▸ What is being asked
In the Tintri lab write-up below, copy out word for word the stretch from "And sure enough, we" through "point in time.".

▸ Given text

Here at Tintri, the technical marketing lab is our production environment, which we rely on for important demos, new feature validation, education and other critical activities. So we do our best to make sure it's in tip-top shape, 24/7/365.
Along the same lines, we address outages or service degradation ASAP. Of course, when a strange issue surfaced last week, we jumped right in.
On the case
While running some maintenance activities, we noticed the following:
The Tintri VMstore UI showed that one of the busier VMs was experiencing latency, around half of which was due to the network delay. This looked odd for several reasons:
The total network throughput at the VMstore level was very low
There is a separate storage network, so non-storage noise can’t have an impact on this network’s load
The environment was supposed to be quiet at that time of night
It was pretty obvious that this was storage traffic, but it wasn't coming from one of the VMs in this VMstore.
Almost as an instinct, we went to check our vCenter. It showed the following:
Here we learned that many packets were sent from one host (which we already assumed), but we still didn’t know which VMs were behind it. Wasn’t that helpful.
But we were so busy looking deep into the details, we almost forgot about the one place where we could see the complete picture: Tintri Global Center (TGC).
TGC consolidates data from all our VMstores, so it holds a compete view of the entire infrastructure.
And sure enough, we logged in and found the answer immediately.
The top graph shows the total throughput across all 549 VMs in our infrastructure, which are serviced by each of the multiple Tintri VMstores. When we clicked a point in the graph (the red line), we saw a list of the VMs that contributed to the throughput at that point in time.
We could immediately see that VM “SHARE2012” was waaaay up there at the top.
As it turns out, someone used IO-Meter running on the “SHARE2012” VM and it had some extreme settings for testing purposes. This VM created load on the entire network, which even slowed down VMs that were not on the same VMstore or ESXi host.
This turned out to be a classic situation where a single pane of glass view, an oft-misused term, was invaluable in diagnosing the root of our cross-system/cross-platform problems.

▸ Dataset entries

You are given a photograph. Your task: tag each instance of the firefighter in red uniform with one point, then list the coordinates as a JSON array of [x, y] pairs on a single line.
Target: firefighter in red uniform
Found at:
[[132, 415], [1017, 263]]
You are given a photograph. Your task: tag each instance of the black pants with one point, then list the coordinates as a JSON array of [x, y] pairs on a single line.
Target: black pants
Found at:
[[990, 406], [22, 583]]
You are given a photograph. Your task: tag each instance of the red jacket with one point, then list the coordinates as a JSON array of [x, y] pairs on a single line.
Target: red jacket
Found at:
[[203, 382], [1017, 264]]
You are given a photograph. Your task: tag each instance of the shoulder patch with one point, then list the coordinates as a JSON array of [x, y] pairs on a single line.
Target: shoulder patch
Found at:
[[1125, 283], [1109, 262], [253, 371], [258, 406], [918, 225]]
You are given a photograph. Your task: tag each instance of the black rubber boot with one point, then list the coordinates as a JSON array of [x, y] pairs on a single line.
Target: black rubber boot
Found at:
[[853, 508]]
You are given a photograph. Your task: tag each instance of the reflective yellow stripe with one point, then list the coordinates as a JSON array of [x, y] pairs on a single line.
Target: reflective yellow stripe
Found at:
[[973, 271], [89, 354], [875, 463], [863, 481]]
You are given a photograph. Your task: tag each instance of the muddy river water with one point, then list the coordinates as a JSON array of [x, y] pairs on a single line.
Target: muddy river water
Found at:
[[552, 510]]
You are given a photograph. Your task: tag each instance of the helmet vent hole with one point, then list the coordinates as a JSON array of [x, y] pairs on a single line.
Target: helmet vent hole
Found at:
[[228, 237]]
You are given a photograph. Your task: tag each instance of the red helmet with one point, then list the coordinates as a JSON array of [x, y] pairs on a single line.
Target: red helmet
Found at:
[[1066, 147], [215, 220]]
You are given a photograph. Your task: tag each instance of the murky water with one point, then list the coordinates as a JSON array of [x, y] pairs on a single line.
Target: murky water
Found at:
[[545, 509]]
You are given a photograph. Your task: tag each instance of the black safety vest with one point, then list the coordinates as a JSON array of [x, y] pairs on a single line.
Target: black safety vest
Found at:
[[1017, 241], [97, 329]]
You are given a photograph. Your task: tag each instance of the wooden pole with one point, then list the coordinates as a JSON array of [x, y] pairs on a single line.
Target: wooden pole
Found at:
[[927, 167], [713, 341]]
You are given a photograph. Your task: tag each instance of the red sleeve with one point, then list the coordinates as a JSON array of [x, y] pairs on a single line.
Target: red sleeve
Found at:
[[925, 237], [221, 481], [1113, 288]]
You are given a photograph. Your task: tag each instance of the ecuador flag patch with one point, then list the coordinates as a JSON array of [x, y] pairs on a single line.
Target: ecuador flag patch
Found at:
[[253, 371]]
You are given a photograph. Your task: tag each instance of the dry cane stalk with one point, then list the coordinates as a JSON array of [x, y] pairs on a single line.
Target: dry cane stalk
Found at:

▸ Solved exercise
And sure enough, we logged in and found the answer immediately.
The top graph shows the total throughput across all 549 VMs in our infrastructure, which are serviced by each of the multiple Tintri VMstores. When we clicked a point in the graph (the red line), we saw a list of the VMs that contributed to the throughput at that point in time.